[start of Text to read]
Unless there is something drastically wrong with this one, I think it is going into the permanent collection.  I have already been looking at prices for one of those wooden sheds for the back yard so I have more storage space.  Cleaned up the basement so I can make a winter workshop down there.


----------



## GTs58

Converting a nice tourist to a sport would be a losing situation if you ask me. Finding the correct parts will be hard and costly so I suggest leaving it and then look for yet another bike, in the Sport version. 1964 thru 67 was the Sprint era, my personal favorite.

Here's a 67 model and it looks like it's in nice condition, 75 bucks.    http://phoenix.craigslist.org/evl/bik/5740923299.html


----------



## Sigh1961

GTs58 said:


> Converting a nice tourist to a sport would be a losing situation if you ask me. Finding the correct parts will be hard and costly so I suggest leaving it and then look for yet another bike, in the Sport version. 1964 thru 67 was the Sprint era, my personal favorite.
> 
> Here's a 67 model and it looks like it's in nice condition, 75 bucks.    http://phoenix.craigslist.org/evl/bik/5740923299.html



Phoenix is a little out of my travel distance, but I get what you are saying.  I just got home with the bike, and it will stay in the tourist configuration.  The paint isn't as nice as I had hoped, but it was $50.  It will still clean up very nicely and be a great addition to my collection.  The right Varsity Sport will turn up, I am sure.


----------



## Sigh1961

Schwinn499 said:


> The force is strong with this one..



The Force is strong, but the knowledge is weak.  Thankfully, I have The Cabe Academy, where a new Jedi can learn from the many Masters and attain greater knowledge and learn to use the force to battle the evils of rust and neglect.  Thank you to all of you for sharing your wisdom and your love of these great old bikes.  Now I just need unlimited time and money........


----------



## Sigh1961

After picking up this bike, the rear fender is mashed up pretty bad.  I don't think I can pound that out, so I will be looking for a mid 60's rear fender if anyone on here has one lying around.  I read somewhere that there is someone on the Cabe that rolls out fenders?  Would I have to have it re-chromed if I had it rolled out? Probably less expensive to look for a pair on eBay.


----------



## Adamtinkerer

Sigh1961 said:


> After picking up this bike, the rear fender is mashed up pretty bad.  I don't think I can pound that out, so I will be looking for a mid 60's rear fender if anyone on here has one lying around.  I read somewhere that there is someone on the Cabe that rolls out fenders?  Would I have to have it re-chromed if I had it rolled out? Probably less expensive to look for a pair on eBay.



The chrome plated fenders are easier to mar up. The earlier stainless fenders can be repolished. A replacement is easier in this case I suspect.


----------
[end of Text to read]
[start of Source data]
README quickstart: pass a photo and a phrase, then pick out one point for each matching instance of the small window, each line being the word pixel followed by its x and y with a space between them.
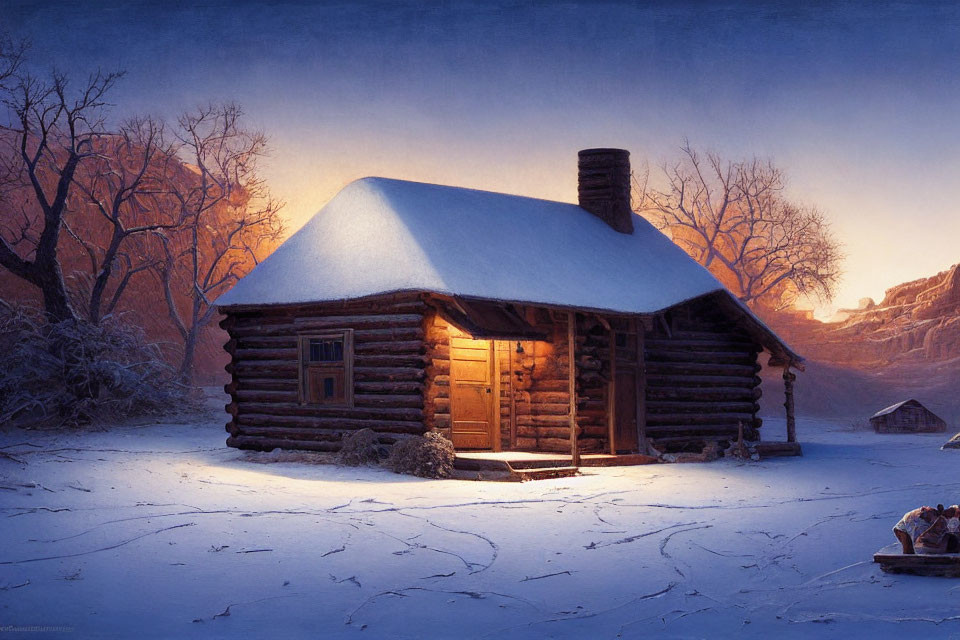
pixel 326 369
[end of Source data]
Return, word for word, the stretch of the bicycle forum thread from "## Adamtinkerer" through "case I suspect.". The listing comes from a source separate from the bicycle forum thread.

■ Result of the exercise
## Adamtinkerer

Sigh1961 said:


> After picking up this bike, the rear fender is mashed up pretty bad.  I don't think I can pound that out, so I will be looking for a mid 60's rear fender if anyone on here has one lying around.  I read somewhere that there is someone on the Cabe that rolls out fenders?  Would I have to have it re-chromed if I had it rolled out? Probably less expensive to look for a pair on eBay.



The chrome plated fenders are easier to mar up. The earlier stainless fenders can be repolished. A replacement is easier in this case I suspect.